WHAT YOU WILL DO:
1 > Quote the text-mining thread below from "[open-science] text-mining restrictions" through "tommoritz (Skype)".
2 > Using the text-mining thread below, decide whether each statement agrees with it, answering yes or no and quoting the deciding words: (a) Jenny's collection has 11 entries, but two of them are the same agreement; (b) four of the agreements don't mention data or text mining; (c) Jenny looked up the agreements over the Easter weekend.

PAGE TEXT:
[open-science] text-mining restrictions - a plea for more information

Tom Moritz tom.moritz at gmail.com
Thu Apr 28 22:56:04 UTC 2011


Thanks Jenny -- very helpful...
Tom

*Tom Moritz
1968 1/2 South Shenandoah Street,
Los Angeles, California 90034-1208  USA
+1 310 963 0199 (cell) [GMT -8]
tommoritz (Skype)
http://www.linkedin.com/in/tmoritz*

“Πάντα ῥεῖ καὶ οὐδὲν μένει” (Everything flows, nothing stands still.) --*
Heraclitus *
"It is . . . easy to be certain. One has only to be sufficiently vague." --
C.S. Peirce
*"Il faut imaginer Sisyphe heureux."  ("One must imagine Sisyphus happy.")
-- Camus
*

     Please consider the environment before printing this e-mail




On Thu, Apr 28, 2011 at 4:58 PM, Jenny Molloy <jcmcoppice12 at gmail.com>wrote:

> Hi All
>
> Sorry, this is a little after the conversation has occured but I'm helping
> Peter draft the text mining paper so I spent some time over the Easter
> weekend looking up a few license agreements where they were available, in
> order to turn our 'anecdotal evidence' into real exampes. There are quite a
> lot of license agreements on the web (obviously without the contractual
> details such as subscription fee, but that's not important for us). Some are
> posted on the publishers site, others by institutions (well done, the Max
> Plank Digital Library http://www.mpdl.mpg.de/services/ezb-readme_en.htm)
>
> Anyhow, here is my very non-systematic collection of 10 license agreements
> from some some of the larger academic publishers, including the CDL/Elsevier
> one already mentioned (there are actually 11 entries, but 2 are the same
> agreement).
>
> https://spreadsheets.google.com/ccc?key=0AtV3tIqIu0UZdGVMNTAtejhBUlFySGk4QWdrVHJNdkE&hl=en&authkey=CKC-_LQP
>
> 3 don't mention data/text mining (which isn't to say there isn't an
> additional clause in other versions of the agreement)
> 6 explicity forbid it via various means
> 1 probably forbids it but isn't quite so explicit.
>
> There are lots more out there, but this is a start at least.

GIVEN INFORMATION:
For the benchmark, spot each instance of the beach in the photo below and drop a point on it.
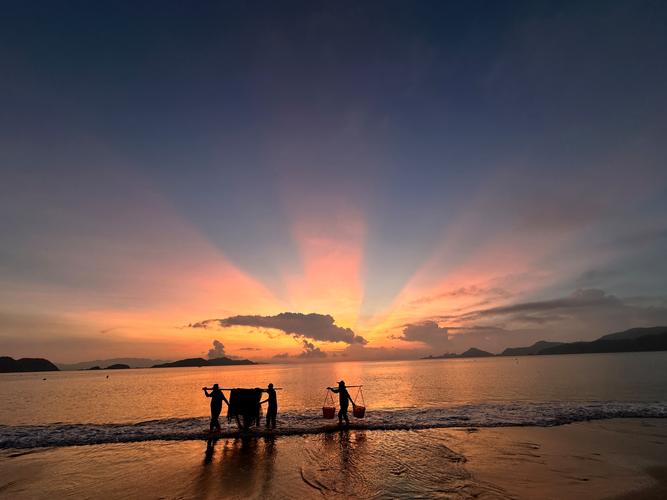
(619, 458)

OUTPUTS BY TASK:
1 >
[open-science] text-mining restrictions - a plea for more information

Tom Moritz tom.moritz at gmail.com
Thu Apr 28 22:56:04 UTC 2011


Thanks Jenny -- very helpful...
Tom

*Tom Moritz
1968 1/2 South Shenandoah Street,
Los Angeles, California 90034-1208  USA
+1 310 963 0199 (cell) [GMT -8]
tommoritz (Skype)

2 >
(a) Yes: "there are actually 11 entries, but 2 are the same"
(b) No: "3 don't mention data/text mining"
(c) Yes: "I spent some time over the Easter"